- **Written problem**: Update the rows below so that each "calibrate a detector" reads "tune a detector", leaving every other word as it is.

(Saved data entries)
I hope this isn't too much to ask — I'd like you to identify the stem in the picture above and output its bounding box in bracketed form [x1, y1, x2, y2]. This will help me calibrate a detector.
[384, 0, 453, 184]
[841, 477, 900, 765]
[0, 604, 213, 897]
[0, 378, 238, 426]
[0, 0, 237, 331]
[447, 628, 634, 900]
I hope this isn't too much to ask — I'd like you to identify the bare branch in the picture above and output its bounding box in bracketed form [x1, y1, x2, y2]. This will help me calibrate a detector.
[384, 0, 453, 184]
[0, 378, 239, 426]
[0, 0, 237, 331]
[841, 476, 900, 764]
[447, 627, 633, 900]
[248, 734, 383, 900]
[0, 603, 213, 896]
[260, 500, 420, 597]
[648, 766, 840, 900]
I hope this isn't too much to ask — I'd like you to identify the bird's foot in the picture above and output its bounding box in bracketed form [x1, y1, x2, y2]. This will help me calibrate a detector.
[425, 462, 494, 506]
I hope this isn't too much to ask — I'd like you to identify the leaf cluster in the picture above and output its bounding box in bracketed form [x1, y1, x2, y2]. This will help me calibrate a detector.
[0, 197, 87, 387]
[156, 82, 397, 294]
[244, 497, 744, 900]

- **Full solution**:
I hope this isn't too much to ask — I'd like you to identify the stem in the picture above and output its bounding box in bracketed form [x1, y1, x2, y2]. This will help me tune a detector.
[384, 0, 453, 184]
[841, 477, 900, 765]
[0, 604, 213, 897]
[0, 378, 238, 426]
[0, 0, 237, 331]
[447, 628, 634, 900]
I hope this isn't too much to ask — I'd like you to identify the bare branch in the picture above and output its bounding box in bracketed form [x1, y1, x2, y2]. This will help me tune a detector.
[384, 0, 453, 184]
[0, 378, 239, 426]
[0, 0, 237, 331]
[841, 476, 900, 764]
[447, 627, 633, 900]
[248, 734, 383, 900]
[0, 603, 213, 896]
[260, 500, 420, 597]
[648, 766, 840, 900]
I hope this isn't too much to ask — I'd like you to identify the bird's foot in the picture above and output its bounding box in bracketed form [x1, y1, x2, y2]. This will help me tune a detector.
[425, 462, 494, 506]
I hope this isn't too much to ask — I'd like you to identify the leaf cluster in the picture above and output its bounding box in bracketed form [x1, y1, x2, y2]. This will help me tune a detector.
[0, 197, 87, 387]
[156, 82, 397, 294]
[244, 497, 744, 900]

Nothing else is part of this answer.